**Given problem:** Set down the listing below verbatim, line for line, omitting the pictures.
------------------------------------------------------------
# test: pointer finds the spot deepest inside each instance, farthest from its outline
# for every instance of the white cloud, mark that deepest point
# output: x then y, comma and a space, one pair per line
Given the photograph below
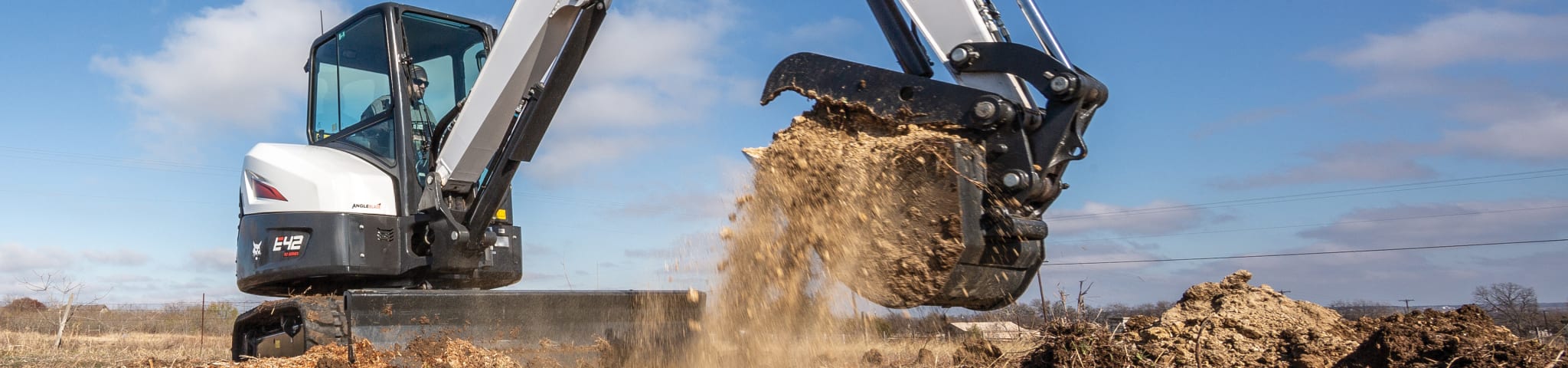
1462, 38
1156, 218
651, 68
565, 158
1532, 130
27, 258
119, 257
212, 258
1348, 163
224, 70
1485, 222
------------------------------------------------------------
**Finished exercise:**
# test: pointer finds the spot deepest inside each instance, farthest from its outline
# for every instance of the white cloud, mark that deepest point
# output: x then y, comma and a space, one pair per line
Given the photograph below
1462, 38
1156, 218
651, 68
565, 158
1532, 130
27, 258
119, 257
212, 258
1348, 163
224, 70
1485, 222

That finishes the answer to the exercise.